Jamais, depuis son installation à Lausanne en 1987, la compagnie de Maurice Béjart n'avait redonné sa IXème Symphonie. Maurice Béjart n'y tenait pas, cultivant à l'égard de cette œuvre grandiose de 1964 des réactions mitigées, la trouvant tantôt « lamentable », tantôt « dépassée ». Aussitôt l'avait-il reléguée au rang des souvenirs depuis 1978, non sans avoir cédé aux sirènes de l'Opéra de Paris, qui la remonta  en 1996 puis 1999 (avec un mémorable passage au palais Omnisports de Paris-Berçy). Cinquante ans après sa création, Gil Roman a décidé de raviver cette œuvre pour le Béjart Ballet Lausanne et le Tokyo Ballet, compagnie hautement béjartienne qui fêtait, elle aussi, ses 50 ans.

Ceux qui l'aiment ont pris le train. Départ Lausanne, direction Mellay, où se dresse à dix minutes du centre ville, une immense patinoire de 4800 places. Comme dans le bon vieux temps des grands messes béjartiennes des années 60-70, des foules entières de pèlerins du XXIè siècle sont venues, cinq soirs durant, découvrir une œuvre majeure du répertoire du chorégraphe français disparu en 2007.

•••

EXERCICE PROPOSÉ A — Relevez, dans leur ordre d'apparition, toutes les années à quatre chiffres citées dans l'extrait sur la IXème Symphonie de Béjart.

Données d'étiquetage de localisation
•••

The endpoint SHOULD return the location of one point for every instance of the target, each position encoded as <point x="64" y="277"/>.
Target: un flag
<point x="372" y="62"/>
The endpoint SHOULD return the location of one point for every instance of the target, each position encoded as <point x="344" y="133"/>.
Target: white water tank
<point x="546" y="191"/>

•••

EXERCICE PROPOSÉ B — Extrayez à l'identique chacune des lignes des données d'étiquetage de localisation.

RÉPONSE CORRECTE A — 1987, 1964, 1978, 1996, 1999, 2007

RÉPONSE CORRECTE B —
The endpoint SHOULD return the location of one point for every instance of the target, each position encoded as <point x="64" y="277"/>.
Target: un flag
<point x="372" y="62"/>
The endpoint SHOULD return the location of one point for every instance of the target, each position encoded as <point x="344" y="133"/>.
Target: white water tank
<point x="546" y="191"/>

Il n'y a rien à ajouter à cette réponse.